*** Opening of Supplied records ***

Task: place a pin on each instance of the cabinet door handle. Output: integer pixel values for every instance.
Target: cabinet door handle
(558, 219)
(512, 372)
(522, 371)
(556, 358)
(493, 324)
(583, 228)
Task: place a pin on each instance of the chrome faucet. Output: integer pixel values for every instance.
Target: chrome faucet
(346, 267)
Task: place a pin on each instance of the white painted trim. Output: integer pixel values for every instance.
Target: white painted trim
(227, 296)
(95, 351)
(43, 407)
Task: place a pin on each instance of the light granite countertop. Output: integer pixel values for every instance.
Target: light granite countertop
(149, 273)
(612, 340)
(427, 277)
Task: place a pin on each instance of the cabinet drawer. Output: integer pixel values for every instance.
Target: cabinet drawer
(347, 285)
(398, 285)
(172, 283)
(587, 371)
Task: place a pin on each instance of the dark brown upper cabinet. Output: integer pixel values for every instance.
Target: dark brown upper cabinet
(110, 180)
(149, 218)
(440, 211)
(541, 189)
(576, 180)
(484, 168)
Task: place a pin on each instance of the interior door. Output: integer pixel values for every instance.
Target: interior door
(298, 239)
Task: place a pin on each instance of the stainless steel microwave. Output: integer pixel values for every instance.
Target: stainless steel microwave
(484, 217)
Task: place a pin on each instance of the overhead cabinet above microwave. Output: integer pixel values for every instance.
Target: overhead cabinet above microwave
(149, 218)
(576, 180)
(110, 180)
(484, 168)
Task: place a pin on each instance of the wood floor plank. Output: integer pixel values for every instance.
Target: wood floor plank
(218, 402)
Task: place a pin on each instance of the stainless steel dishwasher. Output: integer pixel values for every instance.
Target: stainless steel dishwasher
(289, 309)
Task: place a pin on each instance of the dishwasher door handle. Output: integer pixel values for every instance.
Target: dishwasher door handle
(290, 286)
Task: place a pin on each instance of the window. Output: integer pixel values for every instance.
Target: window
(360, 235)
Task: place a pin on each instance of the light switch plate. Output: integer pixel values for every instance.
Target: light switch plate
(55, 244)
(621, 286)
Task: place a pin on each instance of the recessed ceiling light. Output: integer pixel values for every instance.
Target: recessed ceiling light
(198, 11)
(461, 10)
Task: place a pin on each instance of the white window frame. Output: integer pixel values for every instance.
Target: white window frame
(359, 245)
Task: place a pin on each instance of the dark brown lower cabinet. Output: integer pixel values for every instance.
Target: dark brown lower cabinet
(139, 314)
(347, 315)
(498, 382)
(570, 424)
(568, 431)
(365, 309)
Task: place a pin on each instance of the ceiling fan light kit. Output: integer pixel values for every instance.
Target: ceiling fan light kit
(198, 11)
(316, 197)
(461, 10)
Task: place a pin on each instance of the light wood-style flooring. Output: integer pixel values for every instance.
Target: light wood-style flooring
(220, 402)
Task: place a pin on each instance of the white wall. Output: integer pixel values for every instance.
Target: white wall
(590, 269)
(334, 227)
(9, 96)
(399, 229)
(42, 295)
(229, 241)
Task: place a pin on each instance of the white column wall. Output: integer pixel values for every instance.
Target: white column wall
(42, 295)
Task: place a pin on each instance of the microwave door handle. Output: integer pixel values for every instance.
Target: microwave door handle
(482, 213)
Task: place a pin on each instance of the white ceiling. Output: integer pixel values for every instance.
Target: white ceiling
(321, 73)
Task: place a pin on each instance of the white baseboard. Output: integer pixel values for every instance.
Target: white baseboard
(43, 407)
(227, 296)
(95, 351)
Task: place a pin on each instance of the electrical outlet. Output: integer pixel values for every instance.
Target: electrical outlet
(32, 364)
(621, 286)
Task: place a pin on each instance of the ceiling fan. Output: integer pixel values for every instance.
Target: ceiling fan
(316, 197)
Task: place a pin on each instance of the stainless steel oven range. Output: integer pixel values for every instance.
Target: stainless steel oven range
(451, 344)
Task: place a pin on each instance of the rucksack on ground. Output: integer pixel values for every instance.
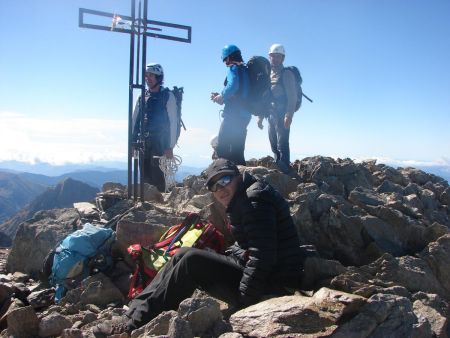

*** Close of Supplied records ***

(Work order): Please set down again, word for word, only the lines from the start of the entries through the line with "Task: place a pin on each instance of the overhead", both ends included.

(Output below):
Task: place a pin on each instance of the cabinet door handle. Output: integer pixel values for every instance.
Target: cabinet door handle
(558, 219)
(512, 372)
(522, 371)
(556, 358)
(493, 324)
(583, 228)
Task: place a pin on each instance of the chrome faucet. Output: integer pixel values for every instance.
Target: chrome faucet
(346, 267)
Task: place a pin on each instance of the white painted trim. Output: integer pixel values for every instance.
Target: white painted trim
(227, 296)
(95, 351)
(43, 407)
Task: place a pin on each instance of the light granite countertop. Output: integer pixel values for every instance.
Target: light granite countertop
(149, 273)
(612, 340)
(427, 277)
Task: place a pin on each instance of the cabinet drawer. Output: integer pixel values for every instance.
Target: cabinet drawer
(347, 285)
(398, 285)
(172, 283)
(587, 371)
Task: place a pin on each instance of the dark brown upper cabinet. Output: integer pixel values for every instance.
Target: dark brown upper cabinet
(110, 180)
(149, 218)
(440, 211)
(541, 189)
(576, 180)
(484, 168)
Task: place a pin on each instance of the interior door. Output: integer pixel values for every instance.
Target: interior door
(298, 239)
Task: place a pin on each instance of the stainless steel microwave. Output: integer pixel values for every instance.
Target: stainless steel microwave
(484, 217)
Task: place a pin on each instance of the overhead cabinet above microwave. Output: integer pixel values for every instance.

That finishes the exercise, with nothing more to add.